**What to produce**: State how many lines of the records contain the word "display", giving only the number. Treat the match as case-sensitive.
════════
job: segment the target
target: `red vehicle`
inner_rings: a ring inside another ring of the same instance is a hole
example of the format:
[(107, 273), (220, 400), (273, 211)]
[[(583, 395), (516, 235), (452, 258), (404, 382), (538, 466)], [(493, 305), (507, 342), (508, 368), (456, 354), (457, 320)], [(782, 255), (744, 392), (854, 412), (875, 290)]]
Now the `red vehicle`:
════════
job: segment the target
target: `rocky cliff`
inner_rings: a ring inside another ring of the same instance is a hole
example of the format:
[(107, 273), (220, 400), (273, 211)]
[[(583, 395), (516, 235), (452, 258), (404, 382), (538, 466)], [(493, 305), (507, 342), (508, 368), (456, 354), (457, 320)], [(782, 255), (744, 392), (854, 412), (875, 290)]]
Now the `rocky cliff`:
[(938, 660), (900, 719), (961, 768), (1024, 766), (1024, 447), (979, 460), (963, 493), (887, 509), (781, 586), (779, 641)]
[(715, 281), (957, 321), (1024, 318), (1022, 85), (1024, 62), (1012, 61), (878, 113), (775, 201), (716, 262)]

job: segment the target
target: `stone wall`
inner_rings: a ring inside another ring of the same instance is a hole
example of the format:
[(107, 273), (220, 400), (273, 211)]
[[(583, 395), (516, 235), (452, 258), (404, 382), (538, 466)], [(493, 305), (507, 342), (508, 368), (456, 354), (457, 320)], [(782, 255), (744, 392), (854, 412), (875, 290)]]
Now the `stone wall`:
════════
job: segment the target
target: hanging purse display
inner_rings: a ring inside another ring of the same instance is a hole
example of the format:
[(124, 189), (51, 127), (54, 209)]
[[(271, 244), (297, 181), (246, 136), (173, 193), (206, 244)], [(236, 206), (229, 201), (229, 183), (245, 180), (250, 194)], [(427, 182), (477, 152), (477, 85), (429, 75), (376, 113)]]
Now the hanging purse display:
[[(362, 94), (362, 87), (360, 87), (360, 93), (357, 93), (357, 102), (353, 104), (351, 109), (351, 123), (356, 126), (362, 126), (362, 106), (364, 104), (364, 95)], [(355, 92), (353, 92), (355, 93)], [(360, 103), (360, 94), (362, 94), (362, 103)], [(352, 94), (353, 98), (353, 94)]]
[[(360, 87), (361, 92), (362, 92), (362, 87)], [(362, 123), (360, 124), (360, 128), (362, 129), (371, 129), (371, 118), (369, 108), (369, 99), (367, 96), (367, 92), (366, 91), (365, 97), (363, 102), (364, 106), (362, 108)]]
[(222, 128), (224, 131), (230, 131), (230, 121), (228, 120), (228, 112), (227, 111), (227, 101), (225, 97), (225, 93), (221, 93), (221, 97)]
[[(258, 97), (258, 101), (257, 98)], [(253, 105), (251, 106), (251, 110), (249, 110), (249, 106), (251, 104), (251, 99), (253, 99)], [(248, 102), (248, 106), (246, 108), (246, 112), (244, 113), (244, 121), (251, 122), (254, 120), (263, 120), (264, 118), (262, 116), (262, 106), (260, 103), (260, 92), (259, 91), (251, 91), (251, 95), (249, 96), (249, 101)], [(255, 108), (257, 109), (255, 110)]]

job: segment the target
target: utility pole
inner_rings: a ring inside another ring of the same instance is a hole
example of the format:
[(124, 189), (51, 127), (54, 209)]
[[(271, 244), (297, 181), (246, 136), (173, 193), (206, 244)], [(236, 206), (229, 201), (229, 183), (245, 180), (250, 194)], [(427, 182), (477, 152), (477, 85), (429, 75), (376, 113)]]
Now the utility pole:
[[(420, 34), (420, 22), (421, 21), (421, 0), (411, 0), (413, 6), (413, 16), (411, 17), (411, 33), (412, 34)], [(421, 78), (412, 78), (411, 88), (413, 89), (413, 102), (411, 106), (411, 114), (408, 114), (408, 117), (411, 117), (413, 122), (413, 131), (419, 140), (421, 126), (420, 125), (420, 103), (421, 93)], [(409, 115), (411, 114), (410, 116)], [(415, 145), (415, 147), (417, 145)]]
════════
**Exercise output**: 2